__Texto para leitura__
Ernildo Stein
Primeiro Encontro
Ernildo J. Stein (1934-) é Professor Titular na Pontifícia Universidade Católica do Rio Grande do Sul, onde coordena o grupo de pesquisa Linguagem e Hermenêutica. Fez Pós-Doutorado na Universidade de Erlangen-Nürnberg (1969-1972), na Universidade Livre de Berlim (1981), na Universidade de Freiburg (1989). Tem experiência em diversas áreas da Filosofia, com ênfase em Metafísica, História da Filosofia, Epistemologia e Antropologia Filosófica, e é especialista em temas como: o pensamento de Martin Heidegger, Fenomenologia, Hermenêutica, Direito, Psicanálise e questões da cultura em geral. Trata-se, sem dúvida, de um dos maiores Pensadores da Filosofia brasileira.
Na Alemanha, Stein foi aluno de Martin Heidegger (1889-1976). E já em sua Tese de Doutoramento (UFRGS, 1968), sob a orientação do Prof. Dr. Miguel Reale, abordou o pensamento do Filósofo alemão – Compreensão e finitude – estrutura e movimento da interrogação Heideggeriana.
Ernildo Stein é considerado no meio acadêmico, e mesmo fora dele, um dos maiores especialistas em torno do pensamento de Martin Heidegger, nacional e internacionalmente. Possui vários livros, textos e ensaios acerca das abordagens de Heidegger. Foi um dos principais consultores e tradutores dos trabalhos do Filósofo alemão na bem conhecida e longeva Coleção Os Pensadores.
Além de um pensador de extrema agudeza e capacidade técnica, Stein é um excelente Professor. Suas aulas são uma torrente infindável de idéias, conceitos, fundamentações, sempre de forma arrojada e contundente. Ernildo Stein parece fazer da Filosofia o pátio de sua casa, seu quintal, tamanho é seu domínio de toda a História da Filosofia.
Este breve ensaio é uma homenagem a Ernildo J. Stein, e relata uma pequena e pitoresca (mas significativa para mim) passagem que se situa em torno de meu primeiro contato direto com o Professor.
Após expressivos esforços, havia conseguido ingressar em um Curso de pós-gradução em Filosofia. Obtive ingresso no Programa de Pós-graduação em Filosofia da PUC-RS. Meu anteprojeto visava abordar o pensamento de Richard Rorty (1931-2007), Filósofo norte-americano com quem eu havia tomado contato pouco antes, através das leituras de textos do alemão Jürgen Habermas (1929-) e do estadunidense Hilary Putnam (1926-).
Uma das primeiras Disciplinas do Curso na PUC-RS, à época ministrada pelo competente e atencioso Prof. Dr. Draiton Gonzaga, tinha por objetivo refinar o anteprojeto com os quais os alunos haviam ingressado na Faculdade. Além deste refinamento, redirecionamento, havia ali também uma indicação preliminar do possível Orientador para nossos projetos.

__Requisitos__
A: Transcreva fielmente o trecho do ensaio sobre Ernildo Stein que vai de "Após expressivos esforços, havia" até "Hilary Putnam (1926-).".
B: Segundo o ensaio sobre Ernildo Stein, quem orientou a tese de doutoramento de Stein?
C: Dê continuidade ao ensaio sobre Ernildo Stein a partir da última frase apresentada.
Os registros provêm de outra fonte.

__Material fornecido__

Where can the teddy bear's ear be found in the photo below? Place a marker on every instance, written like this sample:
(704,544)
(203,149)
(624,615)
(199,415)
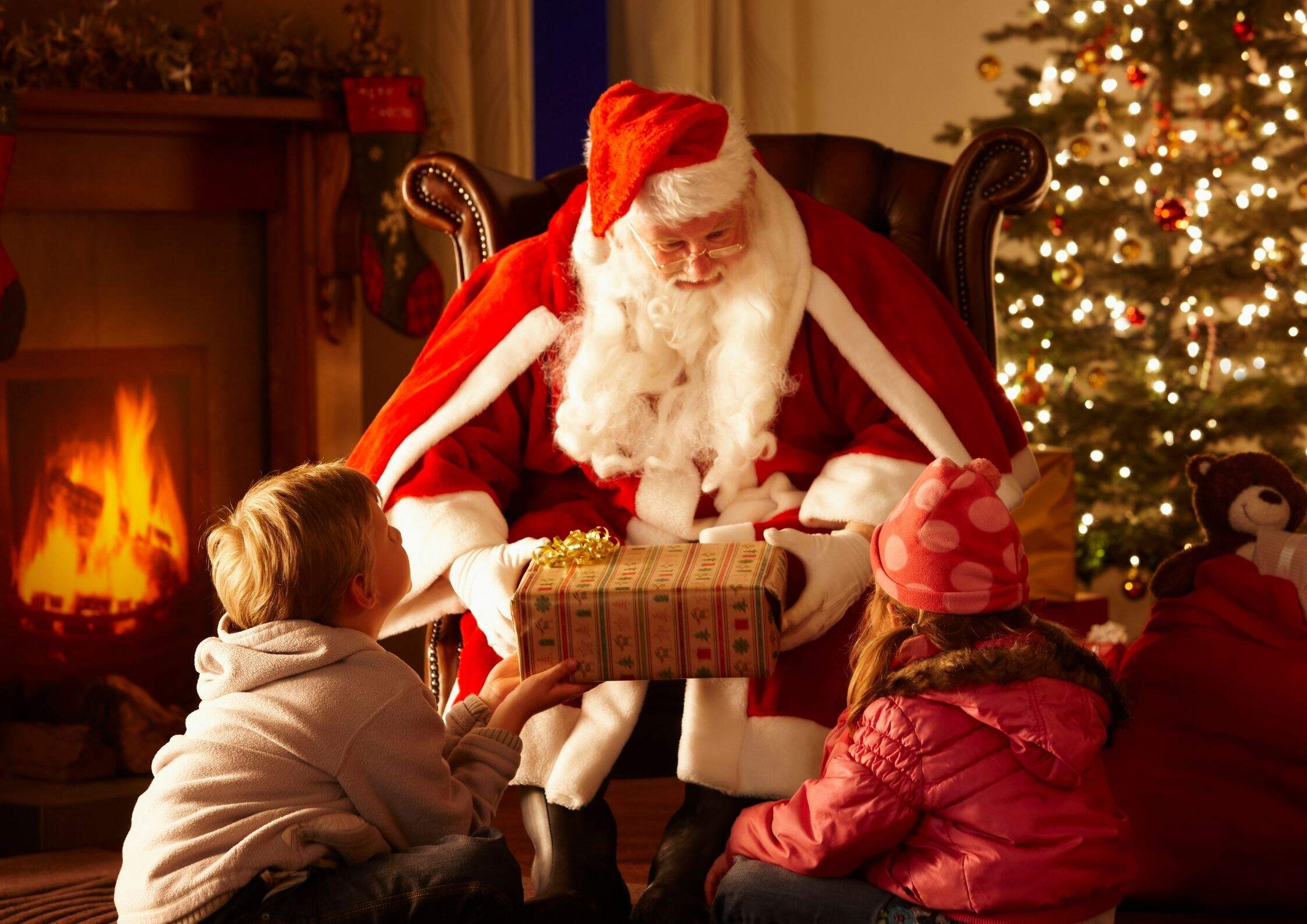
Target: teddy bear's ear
(1198,467)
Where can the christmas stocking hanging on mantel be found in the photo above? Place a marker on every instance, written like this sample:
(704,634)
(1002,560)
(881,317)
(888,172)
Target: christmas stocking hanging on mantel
(402,285)
(13,303)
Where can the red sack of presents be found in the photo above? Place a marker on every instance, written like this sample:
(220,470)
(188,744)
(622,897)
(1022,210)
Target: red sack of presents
(1213,767)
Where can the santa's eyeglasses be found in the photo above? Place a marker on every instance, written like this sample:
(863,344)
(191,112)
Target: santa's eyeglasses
(676,265)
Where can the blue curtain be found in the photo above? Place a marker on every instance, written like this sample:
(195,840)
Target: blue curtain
(570,70)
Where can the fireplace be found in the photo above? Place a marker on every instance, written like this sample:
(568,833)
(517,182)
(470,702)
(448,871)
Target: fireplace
(104,476)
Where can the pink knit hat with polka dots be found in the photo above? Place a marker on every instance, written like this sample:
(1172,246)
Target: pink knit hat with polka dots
(951,544)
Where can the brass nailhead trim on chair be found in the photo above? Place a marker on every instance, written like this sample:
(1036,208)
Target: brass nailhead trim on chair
(973,178)
(420,191)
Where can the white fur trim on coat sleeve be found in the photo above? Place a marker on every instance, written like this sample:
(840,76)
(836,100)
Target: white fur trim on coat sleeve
(727,749)
(858,487)
(510,359)
(570,752)
(442,527)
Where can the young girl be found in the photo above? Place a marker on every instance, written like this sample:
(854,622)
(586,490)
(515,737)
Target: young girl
(965,781)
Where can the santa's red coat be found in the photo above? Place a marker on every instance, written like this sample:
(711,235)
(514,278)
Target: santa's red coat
(889,378)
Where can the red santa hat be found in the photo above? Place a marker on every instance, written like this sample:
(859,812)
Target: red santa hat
(671,154)
(951,544)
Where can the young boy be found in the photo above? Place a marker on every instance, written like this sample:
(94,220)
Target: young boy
(318,779)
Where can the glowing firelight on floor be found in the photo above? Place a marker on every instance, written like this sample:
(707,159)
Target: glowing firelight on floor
(105,532)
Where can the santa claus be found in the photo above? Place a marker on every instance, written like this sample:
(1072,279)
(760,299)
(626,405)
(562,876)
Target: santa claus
(689,353)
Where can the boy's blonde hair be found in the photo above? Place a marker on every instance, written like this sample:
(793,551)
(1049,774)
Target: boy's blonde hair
(292,546)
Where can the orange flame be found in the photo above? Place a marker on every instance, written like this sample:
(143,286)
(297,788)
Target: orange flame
(105,532)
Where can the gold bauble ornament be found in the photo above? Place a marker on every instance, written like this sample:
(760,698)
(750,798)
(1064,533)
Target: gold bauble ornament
(1069,275)
(1092,56)
(1033,391)
(1238,123)
(1283,257)
(1135,585)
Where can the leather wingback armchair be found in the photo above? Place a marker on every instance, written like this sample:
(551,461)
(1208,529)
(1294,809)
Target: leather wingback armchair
(945,218)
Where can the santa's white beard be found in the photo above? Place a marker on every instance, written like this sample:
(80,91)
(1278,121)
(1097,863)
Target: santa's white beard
(659,377)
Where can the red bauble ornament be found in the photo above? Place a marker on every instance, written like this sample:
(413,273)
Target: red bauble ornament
(1173,215)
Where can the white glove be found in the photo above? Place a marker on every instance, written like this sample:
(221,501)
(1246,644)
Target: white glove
(486,579)
(838,568)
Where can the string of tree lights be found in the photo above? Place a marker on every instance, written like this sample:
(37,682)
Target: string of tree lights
(1156,305)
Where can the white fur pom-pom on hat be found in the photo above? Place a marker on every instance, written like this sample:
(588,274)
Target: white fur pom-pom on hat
(670,156)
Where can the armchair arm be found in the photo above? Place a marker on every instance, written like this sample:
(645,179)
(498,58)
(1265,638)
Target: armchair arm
(444,646)
(1003,172)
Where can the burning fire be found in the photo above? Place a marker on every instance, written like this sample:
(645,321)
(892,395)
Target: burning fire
(105,532)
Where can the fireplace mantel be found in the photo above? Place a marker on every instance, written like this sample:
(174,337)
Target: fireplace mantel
(157,152)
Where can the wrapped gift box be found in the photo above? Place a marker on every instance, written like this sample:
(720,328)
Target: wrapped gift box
(655,612)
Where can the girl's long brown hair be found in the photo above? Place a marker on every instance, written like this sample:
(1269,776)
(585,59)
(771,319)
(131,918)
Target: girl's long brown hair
(887,625)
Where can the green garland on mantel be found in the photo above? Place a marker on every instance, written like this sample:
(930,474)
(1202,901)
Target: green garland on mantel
(129,46)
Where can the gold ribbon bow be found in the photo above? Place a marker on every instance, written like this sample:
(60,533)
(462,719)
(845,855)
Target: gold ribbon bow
(575,548)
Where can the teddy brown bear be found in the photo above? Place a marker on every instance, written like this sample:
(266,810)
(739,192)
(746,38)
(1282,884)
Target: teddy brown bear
(1234,497)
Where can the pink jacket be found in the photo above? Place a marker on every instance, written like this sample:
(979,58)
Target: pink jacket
(977,790)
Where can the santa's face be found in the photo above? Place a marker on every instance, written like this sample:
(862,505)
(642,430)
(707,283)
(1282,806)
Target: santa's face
(695,254)
(676,367)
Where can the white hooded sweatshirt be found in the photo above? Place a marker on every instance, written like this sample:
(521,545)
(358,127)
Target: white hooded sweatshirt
(311,744)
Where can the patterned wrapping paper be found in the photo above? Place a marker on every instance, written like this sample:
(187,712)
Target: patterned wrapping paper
(657,612)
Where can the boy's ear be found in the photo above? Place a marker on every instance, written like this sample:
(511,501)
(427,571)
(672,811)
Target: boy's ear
(359,592)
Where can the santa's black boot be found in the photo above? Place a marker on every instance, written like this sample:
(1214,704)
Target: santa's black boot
(693,840)
(575,869)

__Respostas__
A:
Após expressivos esforços, havia conseguido ingressar em um Curso de pós-gradução em Filosofia. Obtive ingresso no Programa de Pós-graduação em Filosofia da PUC-RS. Meu anteprojeto visava abordar o pensamento de Richard Rorty (1931-2007), Filósofo norte-americano com quem eu havia tomado contato pouco antes, através das leituras de textos do alemão Jürgen Habermas (1929-) e do estadunidense Hilary Putnam (1926-).

B: O Prof. Dr. Miguel Reale.

C:
Quando apresentei meu projeto (agora não mais anteprojeto), cuja linha de pesquisa era a Filosofia da Linguagem, abordando os conceitos de Verdade e Realidade no pensamento de Richard Rorty, o Prof. Draiton logo disparou: “Sr. Marcelo, o seu Orientador precisa ser o Prof. Ernildo Stein. Ele é maior especialista hoje em Filosofia da Linguagem em nosso Curso. E possui contato com o pensamento de Richard Rorty!”. Tomei um susto. O Prof. Stein, juntamente com toda a sua renomada competência, tinha entre nós alunos uma certa fama de contar com uma personalidade forte e “difícil”, especialmente no contato com os calouros. Mas o Prof. Draiton fora categórico. E advertira: “Se o Prof. Stein não aceitar orientar seu projeto, talvez o Senhor deva mesmo pensar em alterá-lo, buscando outra linha.”.
Puxa… Não queria alterar significativamente meu projeto, pelo menos em sua abordagem central, isto é, o pensamento de Rorty em torno das questões Verdade e Realidade. A perspectiva de Rorty me fascinara! A leitura dos livros A Filosofia e o espelho da natureza e Contingência, Ironia e Solidariedade havia mudado minha percepção da Filosofia, havia mudado mesmo minha própria visão de mundo. E agora? Seria “massacrado” pelo Prof. Stein… Os demais Colegas, no intervalo me olharam com olhares caridosos e solidários, colocando a mão em meu ombro, como se dizendo: “Boa sorte! Tente sair de lá pelo menos vivo…”. Da Turma, somente eu havia recebido a indicação de Ernildo Stein como possível Orientador.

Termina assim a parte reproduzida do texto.